**Job A**
In the disclosure on visible background in IR frames, what makes a mechanical shutter impractical at frame rates above 100 Hz?
**Job B**
Reproduce the disclosure on visible background in IR frames from "One solution employs" to "no image processing.".

**Page excerpt**
The present disclosure relates generally to improved techniques in processing visible backgrounds.
In extended reality (XR) it is often necessary to have multiple active tracking systems on the same device, with some tracking systems relying on ambient light and some on infrared (IR) illumination (i.e., IR light produced by dedicated light-emitting diodes (LEDs) or vertical-cavity surface-emitting laser (VCSELs), synchronized with the image frame capture). This results in a proliferation of image sensors that may have identical underlying hardware but differ in the filter used to select the spectrum of sensitivity. The current trend for XR devices is to adopt multiple sensors, tuned for the part of spectrum of interest (visible, IR). This increases costs and hardware complexity.
In a system where each tracking application requires either visible or IR images, the imaging devices need to employ some time slicing switching between sampling first for one spectrum then another. For IR-based tracking systems, visible light constitutes an unwanted background that needs to be removed either by means of optical filters or image processing.
This disclosure describes methods to account for that visible-light background in IR frames.
One possible solution involves placing a filter in front of the sensor using a mechanical shutter. But this becomes unpractical at high frame rates (>100 Hz) due to the inertia of moving elements. The noise introduced by the mechanical switch and the size of the parts also make this solution undesirable for headset devices.
One paper from the search “liquid crystal shutters to separate ambient and infrared” is C. S. Lee, “An electrically switchable visible to infra-red dual frequency cholesteric liquid crystal light shutter,” Journal of Materials Chemistry C 6, 4243 (2018). Lee switches between a long and short bandpass filter, which differs from what is described herein.
The proposed solutions do not use mechanical parts. Instead, they rely on post-processing the image feeds or using optical shutters based on optoelectronic parts capable of fast switching speeds.
One solution employs a software based approach where information from the visible exposure taken prior to the IR exposure is used to remove the ambient visible light in the IR frame. This can be taken a step further by employing an optical shutter to actively select what wavelength reaches the sensor, requiring little to no image processing.
Another approach adopts a tunable bandpass filter, as used in multispectral imaging.
Custom filter patterns may also be used utilizing the subtraction method. Spatial resolution may be sacrificed in this method.
It would be advantageous to be able to use the same hardware to accomplish different tracking tasks in XR. Typically these tasks use different wavelengths. For example, state-of-the-art head-tracking uses simultaneous localization and mapping (SLAM) that depends on ambient visible light, while hand and controller tracking use active IR. To achieve this, technology and techniques are required that compensate for the presence of unwanted background in IR images. This is achieved by operating the imaging system such that it captures alternating frames of visible and IR. The IR frames will contain visible background, which needs to be removed by way of subtraction or active selection of only the IR band. In one solution, the background may be estimated based on the visible image and subtracted to give a reconstructed IR frame. In another solution, an optical shutter is positioned in front of the sensor. This optical shutter is shut when the IR illumination is active to block the visible band, thereby producing images on par with those using IR bandpass filters. Then the optical shutter is open during ambient exposures, thereby generating images that can be used by tracking modalities that require visible frames such as head-tracking using SLAM.

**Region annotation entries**
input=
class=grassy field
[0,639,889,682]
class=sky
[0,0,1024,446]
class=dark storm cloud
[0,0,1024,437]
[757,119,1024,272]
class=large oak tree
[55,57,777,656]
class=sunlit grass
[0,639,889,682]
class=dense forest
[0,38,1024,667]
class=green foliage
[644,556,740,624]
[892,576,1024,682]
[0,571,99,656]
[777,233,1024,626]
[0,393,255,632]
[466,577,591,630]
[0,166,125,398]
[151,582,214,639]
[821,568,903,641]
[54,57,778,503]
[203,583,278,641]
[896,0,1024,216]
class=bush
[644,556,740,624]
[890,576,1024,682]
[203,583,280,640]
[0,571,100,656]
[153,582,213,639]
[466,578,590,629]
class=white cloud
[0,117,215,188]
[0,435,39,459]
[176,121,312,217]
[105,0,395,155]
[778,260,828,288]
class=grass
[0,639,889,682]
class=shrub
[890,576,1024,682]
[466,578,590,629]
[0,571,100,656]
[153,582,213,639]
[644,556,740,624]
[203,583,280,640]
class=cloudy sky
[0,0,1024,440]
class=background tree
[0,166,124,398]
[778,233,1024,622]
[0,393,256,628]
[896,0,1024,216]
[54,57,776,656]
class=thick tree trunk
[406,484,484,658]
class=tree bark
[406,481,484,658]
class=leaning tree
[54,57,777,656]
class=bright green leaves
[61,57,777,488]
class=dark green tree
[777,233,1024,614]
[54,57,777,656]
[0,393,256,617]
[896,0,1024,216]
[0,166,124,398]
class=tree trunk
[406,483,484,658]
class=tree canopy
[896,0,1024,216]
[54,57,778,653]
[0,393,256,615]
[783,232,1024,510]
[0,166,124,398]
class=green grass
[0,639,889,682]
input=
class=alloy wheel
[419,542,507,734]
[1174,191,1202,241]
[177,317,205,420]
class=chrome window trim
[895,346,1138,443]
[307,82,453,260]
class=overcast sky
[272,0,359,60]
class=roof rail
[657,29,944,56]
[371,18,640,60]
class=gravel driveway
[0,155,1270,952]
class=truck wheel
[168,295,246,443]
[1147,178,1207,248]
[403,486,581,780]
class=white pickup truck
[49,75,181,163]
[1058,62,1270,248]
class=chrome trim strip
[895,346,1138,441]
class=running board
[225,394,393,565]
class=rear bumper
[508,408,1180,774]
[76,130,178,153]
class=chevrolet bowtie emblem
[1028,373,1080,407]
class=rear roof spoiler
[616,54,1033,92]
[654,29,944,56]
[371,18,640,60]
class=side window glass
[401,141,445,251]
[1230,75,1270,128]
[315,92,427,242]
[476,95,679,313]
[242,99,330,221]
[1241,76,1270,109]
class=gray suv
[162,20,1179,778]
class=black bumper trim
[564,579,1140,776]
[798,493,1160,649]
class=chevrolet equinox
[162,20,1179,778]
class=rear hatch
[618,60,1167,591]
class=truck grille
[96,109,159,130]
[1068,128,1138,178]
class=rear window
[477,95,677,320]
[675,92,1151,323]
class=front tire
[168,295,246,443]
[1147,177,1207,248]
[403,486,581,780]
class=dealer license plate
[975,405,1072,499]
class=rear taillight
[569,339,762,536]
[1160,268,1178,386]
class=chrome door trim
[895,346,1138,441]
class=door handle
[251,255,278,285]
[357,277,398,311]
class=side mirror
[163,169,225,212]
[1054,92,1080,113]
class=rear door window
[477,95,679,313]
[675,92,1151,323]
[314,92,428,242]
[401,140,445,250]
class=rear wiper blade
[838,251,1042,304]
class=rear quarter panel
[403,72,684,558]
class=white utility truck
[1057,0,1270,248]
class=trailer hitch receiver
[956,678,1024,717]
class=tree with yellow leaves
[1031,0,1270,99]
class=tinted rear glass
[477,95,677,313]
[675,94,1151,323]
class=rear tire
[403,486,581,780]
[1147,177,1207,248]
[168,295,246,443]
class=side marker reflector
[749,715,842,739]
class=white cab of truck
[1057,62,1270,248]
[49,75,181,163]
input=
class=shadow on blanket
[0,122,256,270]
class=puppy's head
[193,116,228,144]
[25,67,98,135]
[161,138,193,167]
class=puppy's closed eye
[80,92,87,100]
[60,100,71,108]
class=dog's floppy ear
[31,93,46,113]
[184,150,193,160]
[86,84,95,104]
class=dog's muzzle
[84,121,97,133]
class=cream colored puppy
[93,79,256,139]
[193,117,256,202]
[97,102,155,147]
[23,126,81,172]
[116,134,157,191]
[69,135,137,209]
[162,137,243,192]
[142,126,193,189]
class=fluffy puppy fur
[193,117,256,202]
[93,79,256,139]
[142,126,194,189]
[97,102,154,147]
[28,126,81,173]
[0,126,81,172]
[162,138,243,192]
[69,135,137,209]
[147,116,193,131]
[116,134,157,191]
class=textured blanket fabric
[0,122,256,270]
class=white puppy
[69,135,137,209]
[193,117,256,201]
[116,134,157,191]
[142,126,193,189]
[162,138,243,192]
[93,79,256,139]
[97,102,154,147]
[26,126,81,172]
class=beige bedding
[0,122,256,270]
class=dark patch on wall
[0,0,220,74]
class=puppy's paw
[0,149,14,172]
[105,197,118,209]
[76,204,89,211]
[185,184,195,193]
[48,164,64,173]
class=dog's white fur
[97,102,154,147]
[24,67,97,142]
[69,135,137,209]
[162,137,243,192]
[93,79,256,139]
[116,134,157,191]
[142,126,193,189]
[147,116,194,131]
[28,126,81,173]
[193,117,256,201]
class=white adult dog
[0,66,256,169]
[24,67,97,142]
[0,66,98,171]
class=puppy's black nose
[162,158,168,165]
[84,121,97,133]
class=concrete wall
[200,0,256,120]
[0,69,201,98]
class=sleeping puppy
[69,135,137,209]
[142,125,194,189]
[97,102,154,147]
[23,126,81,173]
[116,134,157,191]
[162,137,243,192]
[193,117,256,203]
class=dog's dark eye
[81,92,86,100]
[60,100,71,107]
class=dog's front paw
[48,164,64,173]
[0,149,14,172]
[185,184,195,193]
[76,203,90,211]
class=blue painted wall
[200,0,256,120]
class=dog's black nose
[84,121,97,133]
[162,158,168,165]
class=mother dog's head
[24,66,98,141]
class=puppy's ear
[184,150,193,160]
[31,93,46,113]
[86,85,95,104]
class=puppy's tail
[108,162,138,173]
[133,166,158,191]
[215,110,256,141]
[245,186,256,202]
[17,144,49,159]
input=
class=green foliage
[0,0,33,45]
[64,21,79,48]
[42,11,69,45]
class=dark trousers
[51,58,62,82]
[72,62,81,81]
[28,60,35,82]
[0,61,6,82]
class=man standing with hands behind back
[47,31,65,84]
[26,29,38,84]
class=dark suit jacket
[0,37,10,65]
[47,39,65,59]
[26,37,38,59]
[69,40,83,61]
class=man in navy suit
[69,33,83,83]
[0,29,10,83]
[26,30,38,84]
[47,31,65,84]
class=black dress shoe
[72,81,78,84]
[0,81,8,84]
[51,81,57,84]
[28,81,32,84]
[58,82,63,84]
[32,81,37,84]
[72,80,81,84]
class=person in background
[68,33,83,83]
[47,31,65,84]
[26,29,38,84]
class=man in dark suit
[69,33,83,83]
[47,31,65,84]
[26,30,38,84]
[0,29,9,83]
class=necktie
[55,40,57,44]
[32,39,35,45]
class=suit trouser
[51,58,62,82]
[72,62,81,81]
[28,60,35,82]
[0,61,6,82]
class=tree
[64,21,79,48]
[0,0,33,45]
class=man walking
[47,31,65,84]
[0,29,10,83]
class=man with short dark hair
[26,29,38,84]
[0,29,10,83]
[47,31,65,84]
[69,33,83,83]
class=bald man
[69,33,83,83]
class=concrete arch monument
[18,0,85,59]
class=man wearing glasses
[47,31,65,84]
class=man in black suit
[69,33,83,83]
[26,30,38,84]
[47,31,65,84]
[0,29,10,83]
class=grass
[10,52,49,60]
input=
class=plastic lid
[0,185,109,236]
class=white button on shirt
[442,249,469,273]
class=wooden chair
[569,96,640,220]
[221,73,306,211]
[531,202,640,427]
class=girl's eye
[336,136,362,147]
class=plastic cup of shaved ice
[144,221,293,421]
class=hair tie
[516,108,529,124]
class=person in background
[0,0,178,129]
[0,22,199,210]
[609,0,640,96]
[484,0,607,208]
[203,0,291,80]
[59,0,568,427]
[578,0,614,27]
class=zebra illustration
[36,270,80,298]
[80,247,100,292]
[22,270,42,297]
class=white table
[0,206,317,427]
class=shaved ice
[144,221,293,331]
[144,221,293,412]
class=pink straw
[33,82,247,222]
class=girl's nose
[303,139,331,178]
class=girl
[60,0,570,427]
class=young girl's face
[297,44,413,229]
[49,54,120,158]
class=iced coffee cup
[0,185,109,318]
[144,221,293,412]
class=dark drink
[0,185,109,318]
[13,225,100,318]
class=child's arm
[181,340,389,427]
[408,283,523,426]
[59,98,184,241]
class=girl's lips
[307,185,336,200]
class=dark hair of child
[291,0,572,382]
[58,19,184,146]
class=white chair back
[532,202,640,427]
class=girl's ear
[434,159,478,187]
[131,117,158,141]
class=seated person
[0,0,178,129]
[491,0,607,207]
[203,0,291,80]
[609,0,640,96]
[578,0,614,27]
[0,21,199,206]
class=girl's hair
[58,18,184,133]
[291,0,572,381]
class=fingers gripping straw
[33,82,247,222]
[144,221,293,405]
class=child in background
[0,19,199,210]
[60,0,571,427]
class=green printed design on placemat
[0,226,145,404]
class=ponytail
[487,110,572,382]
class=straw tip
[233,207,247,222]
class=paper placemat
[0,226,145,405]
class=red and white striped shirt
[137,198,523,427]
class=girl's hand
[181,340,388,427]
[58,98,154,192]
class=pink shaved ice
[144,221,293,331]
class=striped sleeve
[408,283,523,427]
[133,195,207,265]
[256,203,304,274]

**Full answer A**
The inertia of moving elements.

**Full answer B**
One solution employs a software based approach where information from the visible exposure taken prior to the IR exposure is used to remove the ambient visible light in the IR frame. This can be taken a step further by employing an optical shutter to actively select what wavelength reaches the sensor, requiring little to no image processing.